Reproduce the listing below word for word, leaving out the pictures.
[Task material Boundary: Start]
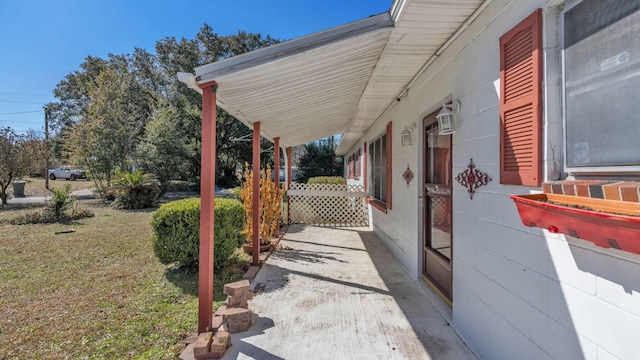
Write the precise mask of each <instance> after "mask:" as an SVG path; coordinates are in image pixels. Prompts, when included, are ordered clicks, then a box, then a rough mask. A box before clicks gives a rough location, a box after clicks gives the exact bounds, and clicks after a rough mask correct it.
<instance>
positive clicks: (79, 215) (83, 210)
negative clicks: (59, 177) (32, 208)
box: [11, 185, 93, 225]
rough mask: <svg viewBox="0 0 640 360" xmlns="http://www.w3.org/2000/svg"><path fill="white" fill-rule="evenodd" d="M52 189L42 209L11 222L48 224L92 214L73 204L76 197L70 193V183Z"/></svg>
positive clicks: (24, 223) (74, 204)
mask: <svg viewBox="0 0 640 360" xmlns="http://www.w3.org/2000/svg"><path fill="white" fill-rule="evenodd" d="M52 191H53V195H52V196H51V199H50V200H49V201H47V206H46V207H45V208H44V209H42V211H40V212H35V213H28V214H27V215H24V216H20V217H18V218H16V219H14V220H12V221H11V224H13V225H26V224H48V223H55V222H66V221H71V220H78V219H82V218H86V217H92V216H93V213H92V212H91V211H89V210H84V209H80V208H78V207H77V206H74V205H75V202H76V198H75V196H73V195H71V185H65V186H64V187H63V188H56V189H53V190H52Z"/></svg>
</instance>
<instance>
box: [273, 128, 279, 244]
mask: <svg viewBox="0 0 640 360" xmlns="http://www.w3.org/2000/svg"><path fill="white" fill-rule="evenodd" d="M273 151H274V152H275V153H274V154H273V155H274V156H273V165H274V166H273V167H274V169H273V171H274V172H275V179H274V180H275V182H276V189H277V192H276V194H278V199H279V198H280V137H277V138H274V139H273ZM275 235H276V237H280V217H279V216H278V217H277V218H276V234H275Z"/></svg>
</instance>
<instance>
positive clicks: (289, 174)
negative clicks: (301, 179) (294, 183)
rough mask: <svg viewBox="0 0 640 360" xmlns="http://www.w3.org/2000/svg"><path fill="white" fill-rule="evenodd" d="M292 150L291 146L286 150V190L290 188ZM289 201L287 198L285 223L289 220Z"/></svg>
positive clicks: (290, 211) (287, 189) (290, 210)
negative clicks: (285, 219)
mask: <svg viewBox="0 0 640 360" xmlns="http://www.w3.org/2000/svg"><path fill="white" fill-rule="evenodd" d="M291 153H292V149H291V146H289V147H288V148H287V190H289V188H291V157H292V154H291ZM290 209H291V201H290V200H289V197H288V196H287V222H288V223H291V222H290V219H291V210H290Z"/></svg>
[Task material Boundary: End]
Exercise result:
Write the precise mask of each <instance> after "mask:" as an SVG path; coordinates are in image pixels. Prompts, when included, are ordered clicks, then a box, then a rough mask. A box before clicks gives a rough location, a box after clicks gives the exact bounds, and clicks after a rough mask correct it.
<instance>
positive clicks: (79, 215) (83, 210)
negative clicks: (59, 177) (32, 208)
box: [11, 185, 93, 225]
rough mask: <svg viewBox="0 0 640 360" xmlns="http://www.w3.org/2000/svg"><path fill="white" fill-rule="evenodd" d="M52 189L42 209L11 222L48 224L92 214L73 204L76 197L70 193V183Z"/></svg>
positive clicks: (24, 223) (74, 204)
mask: <svg viewBox="0 0 640 360" xmlns="http://www.w3.org/2000/svg"><path fill="white" fill-rule="evenodd" d="M52 191H53V195H52V196H51V199H50V200H49V201H47V206H46V207H45V208H44V209H42V211H40V212H35V213H28V214H27V215H24V216H20V217H18V218H16V219H14V220H12V221H11V224H13V225H26V224H48V223H55V222H66V221H71V220H78V219H82V218H86V217H92V216H93V213H92V212H91V211H89V210H84V209H80V208H78V207H77V206H74V205H75V202H76V198H75V196H73V195H71V185H65V186H64V187H63V188H56V189H53V190H52Z"/></svg>
</instance>
<instance>
box: [273, 128, 279, 244]
mask: <svg viewBox="0 0 640 360" xmlns="http://www.w3.org/2000/svg"><path fill="white" fill-rule="evenodd" d="M273 151H274V152H275V153H274V154H273V155H274V156H273V165H274V166H273V167H274V169H273V171H274V172H275V179H274V180H275V182H276V189H277V192H276V194H278V199H279V198H280V137H277V138H274V139H273ZM275 235H276V237H280V217H279V216H278V217H277V218H276V234H275Z"/></svg>
</instance>
<instance>
positive clicks: (289, 174)
negative clicks: (301, 179) (294, 183)
rough mask: <svg viewBox="0 0 640 360" xmlns="http://www.w3.org/2000/svg"><path fill="white" fill-rule="evenodd" d="M292 150L291 146L286 150V190L290 188ZM289 201L287 198L285 223L289 220Z"/></svg>
positive clicks: (290, 211) (287, 189) (290, 210)
negative clicks: (285, 219)
mask: <svg viewBox="0 0 640 360" xmlns="http://www.w3.org/2000/svg"><path fill="white" fill-rule="evenodd" d="M291 153H292V149H291V146H289V147H288V148H287V190H289V188H291V157H292V154H291ZM290 209H291V201H290V200H289V197H288V196H287V222H288V223H291V222H290V219H291V210H290Z"/></svg>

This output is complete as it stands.